──────── Extracted material
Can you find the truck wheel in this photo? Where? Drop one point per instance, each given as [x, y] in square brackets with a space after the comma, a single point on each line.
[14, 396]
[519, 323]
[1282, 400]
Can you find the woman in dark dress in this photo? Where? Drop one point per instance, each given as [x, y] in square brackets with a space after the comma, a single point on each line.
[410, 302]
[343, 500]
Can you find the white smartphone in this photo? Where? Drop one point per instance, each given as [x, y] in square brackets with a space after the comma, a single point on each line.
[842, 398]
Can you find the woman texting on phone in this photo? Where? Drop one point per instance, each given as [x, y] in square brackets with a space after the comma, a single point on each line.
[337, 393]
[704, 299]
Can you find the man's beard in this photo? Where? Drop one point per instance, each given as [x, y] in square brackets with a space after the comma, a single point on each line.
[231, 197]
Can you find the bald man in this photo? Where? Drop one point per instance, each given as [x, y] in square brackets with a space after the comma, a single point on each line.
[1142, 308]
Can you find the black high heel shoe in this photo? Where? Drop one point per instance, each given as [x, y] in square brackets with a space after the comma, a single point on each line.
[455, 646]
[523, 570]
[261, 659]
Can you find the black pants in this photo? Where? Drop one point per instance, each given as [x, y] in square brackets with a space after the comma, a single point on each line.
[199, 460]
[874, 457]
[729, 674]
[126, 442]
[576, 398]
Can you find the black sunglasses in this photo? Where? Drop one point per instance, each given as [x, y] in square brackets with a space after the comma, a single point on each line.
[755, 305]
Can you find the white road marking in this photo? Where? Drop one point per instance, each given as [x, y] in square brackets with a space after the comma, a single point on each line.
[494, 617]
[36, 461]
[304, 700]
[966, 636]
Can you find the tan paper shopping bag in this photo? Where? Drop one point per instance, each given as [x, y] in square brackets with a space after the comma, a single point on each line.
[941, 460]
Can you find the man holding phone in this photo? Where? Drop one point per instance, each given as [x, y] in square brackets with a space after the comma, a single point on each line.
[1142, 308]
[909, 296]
────────────────
Problem description:
Would you please copy the lines above, from the one holding "Can you find the tan" through the last, and nothing else?

Finished exercise:
Can you find the tan paper shopping bag in this photo? Where? Drop one point per instance, each given as [x, y] in square brackets with a space after the comma, a single point on each line.
[941, 460]
Can you find the man holding phone in this photo? Where? Drop one point per instance, each given as [x, y] in square brackets with a space after the comma, a single point on each line.
[1142, 308]
[909, 296]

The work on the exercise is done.